TASK GOAL – Write out nothing except the lines running from the one containing "The component shall locate the spaghetti" to the last line of the data, exactly as they stand.

SOURCE INFORMATION –
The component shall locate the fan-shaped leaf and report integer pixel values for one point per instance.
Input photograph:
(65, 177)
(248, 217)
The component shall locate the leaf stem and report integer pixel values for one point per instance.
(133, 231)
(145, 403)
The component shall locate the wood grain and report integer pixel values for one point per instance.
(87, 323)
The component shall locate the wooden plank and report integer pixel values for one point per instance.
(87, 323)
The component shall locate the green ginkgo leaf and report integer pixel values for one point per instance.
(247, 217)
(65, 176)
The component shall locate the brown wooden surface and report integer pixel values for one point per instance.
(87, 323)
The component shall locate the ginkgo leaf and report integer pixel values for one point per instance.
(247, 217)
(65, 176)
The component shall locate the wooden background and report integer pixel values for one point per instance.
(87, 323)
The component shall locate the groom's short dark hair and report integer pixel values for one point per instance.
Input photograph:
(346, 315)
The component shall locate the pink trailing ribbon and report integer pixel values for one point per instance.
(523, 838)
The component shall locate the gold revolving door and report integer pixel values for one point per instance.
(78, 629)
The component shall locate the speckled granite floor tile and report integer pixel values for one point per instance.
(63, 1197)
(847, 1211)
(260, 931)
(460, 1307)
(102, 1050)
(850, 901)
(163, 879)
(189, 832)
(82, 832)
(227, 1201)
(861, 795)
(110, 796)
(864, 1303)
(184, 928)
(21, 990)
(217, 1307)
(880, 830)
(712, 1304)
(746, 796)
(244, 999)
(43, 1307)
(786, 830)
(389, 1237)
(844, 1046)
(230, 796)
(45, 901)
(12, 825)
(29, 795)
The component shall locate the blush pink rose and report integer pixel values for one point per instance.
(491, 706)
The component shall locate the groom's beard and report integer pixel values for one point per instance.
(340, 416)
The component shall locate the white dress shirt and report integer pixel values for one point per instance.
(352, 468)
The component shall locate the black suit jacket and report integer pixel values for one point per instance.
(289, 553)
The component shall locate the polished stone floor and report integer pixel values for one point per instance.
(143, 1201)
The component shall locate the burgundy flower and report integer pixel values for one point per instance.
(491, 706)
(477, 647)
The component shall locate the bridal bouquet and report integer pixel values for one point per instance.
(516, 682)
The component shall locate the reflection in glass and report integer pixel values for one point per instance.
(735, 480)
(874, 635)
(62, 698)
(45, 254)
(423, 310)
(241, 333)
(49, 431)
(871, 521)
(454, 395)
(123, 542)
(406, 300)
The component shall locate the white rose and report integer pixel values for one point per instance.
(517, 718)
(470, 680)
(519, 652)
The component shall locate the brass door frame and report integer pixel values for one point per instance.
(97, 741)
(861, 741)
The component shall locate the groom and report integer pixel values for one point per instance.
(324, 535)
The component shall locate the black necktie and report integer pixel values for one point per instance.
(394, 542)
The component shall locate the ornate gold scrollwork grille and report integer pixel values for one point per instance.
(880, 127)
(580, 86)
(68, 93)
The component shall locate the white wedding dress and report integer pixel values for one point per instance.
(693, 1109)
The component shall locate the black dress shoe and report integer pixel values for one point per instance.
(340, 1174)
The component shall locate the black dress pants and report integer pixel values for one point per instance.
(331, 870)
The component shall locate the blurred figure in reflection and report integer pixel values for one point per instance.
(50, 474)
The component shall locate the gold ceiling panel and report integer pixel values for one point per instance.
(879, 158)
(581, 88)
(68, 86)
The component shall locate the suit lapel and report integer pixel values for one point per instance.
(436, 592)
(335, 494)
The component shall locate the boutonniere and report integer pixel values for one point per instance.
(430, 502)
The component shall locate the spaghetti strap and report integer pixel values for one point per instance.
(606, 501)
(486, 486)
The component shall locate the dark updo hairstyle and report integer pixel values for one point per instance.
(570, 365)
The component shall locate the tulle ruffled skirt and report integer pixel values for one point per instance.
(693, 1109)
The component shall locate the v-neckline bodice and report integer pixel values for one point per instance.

ANSWER FOR THIS EXERCISE –
The component shall locate the spaghetti strap and report integer pixel values for one point per instance.
(606, 501)
(486, 486)
The component shall locate the dark updo hairstyle and report integer pixel values for one point per instance.
(570, 365)
The component shall locate the tulle ruffled skirt and report integer pixel values for one point per instance.
(693, 1109)
The component shall locate the v-neckline bodice and report integer pixel values for one point per instance.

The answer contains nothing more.